Data for processing:
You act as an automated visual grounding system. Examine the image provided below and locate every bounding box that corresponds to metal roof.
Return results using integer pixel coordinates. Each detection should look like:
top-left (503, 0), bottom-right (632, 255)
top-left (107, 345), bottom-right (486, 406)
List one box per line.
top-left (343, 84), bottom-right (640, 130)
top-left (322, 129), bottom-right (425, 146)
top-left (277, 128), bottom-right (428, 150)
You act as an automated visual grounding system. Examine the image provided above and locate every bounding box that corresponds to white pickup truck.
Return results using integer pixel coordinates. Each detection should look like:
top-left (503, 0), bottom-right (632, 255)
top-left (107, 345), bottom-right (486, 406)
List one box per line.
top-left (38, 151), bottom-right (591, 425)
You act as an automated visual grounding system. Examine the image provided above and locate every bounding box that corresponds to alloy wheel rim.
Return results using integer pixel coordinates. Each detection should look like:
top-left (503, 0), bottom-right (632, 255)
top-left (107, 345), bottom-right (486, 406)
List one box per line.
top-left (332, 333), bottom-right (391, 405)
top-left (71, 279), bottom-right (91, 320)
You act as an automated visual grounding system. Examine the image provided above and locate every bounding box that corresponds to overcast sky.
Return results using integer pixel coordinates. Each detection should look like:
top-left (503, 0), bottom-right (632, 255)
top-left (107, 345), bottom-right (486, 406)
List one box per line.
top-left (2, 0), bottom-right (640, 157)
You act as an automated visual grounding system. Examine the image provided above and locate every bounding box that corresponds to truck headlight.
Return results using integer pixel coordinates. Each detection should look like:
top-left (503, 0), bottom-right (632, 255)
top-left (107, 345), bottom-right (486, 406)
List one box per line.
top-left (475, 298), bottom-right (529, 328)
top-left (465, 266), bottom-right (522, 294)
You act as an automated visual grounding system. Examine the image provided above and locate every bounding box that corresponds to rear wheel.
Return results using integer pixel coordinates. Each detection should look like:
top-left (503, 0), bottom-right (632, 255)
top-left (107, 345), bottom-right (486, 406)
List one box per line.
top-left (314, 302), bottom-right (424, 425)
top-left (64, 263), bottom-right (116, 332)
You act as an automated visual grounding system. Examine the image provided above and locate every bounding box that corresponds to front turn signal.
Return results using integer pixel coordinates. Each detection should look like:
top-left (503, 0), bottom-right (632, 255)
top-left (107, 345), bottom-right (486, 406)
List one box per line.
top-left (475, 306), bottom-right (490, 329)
---
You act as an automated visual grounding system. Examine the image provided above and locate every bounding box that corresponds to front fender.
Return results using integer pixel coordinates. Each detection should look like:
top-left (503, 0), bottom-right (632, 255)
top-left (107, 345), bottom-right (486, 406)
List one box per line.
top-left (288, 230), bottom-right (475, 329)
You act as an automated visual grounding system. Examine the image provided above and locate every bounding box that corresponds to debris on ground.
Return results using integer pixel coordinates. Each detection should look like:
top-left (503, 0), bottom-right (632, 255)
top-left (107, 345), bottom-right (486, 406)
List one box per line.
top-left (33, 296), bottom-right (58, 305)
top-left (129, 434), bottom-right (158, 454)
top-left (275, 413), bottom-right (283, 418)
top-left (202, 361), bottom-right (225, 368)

Required action:
Apply a filter to the listing above so that only lines with "front" are kept, and copy those lines.

Problem solution:
You act as an automated visual grounding system. Examine the image provided above and locate every bounding box that corresponds to front turn signal.
You act as an automated visual grounding system. Examine the image provided above and locate every bounding box that corresponds to front fender.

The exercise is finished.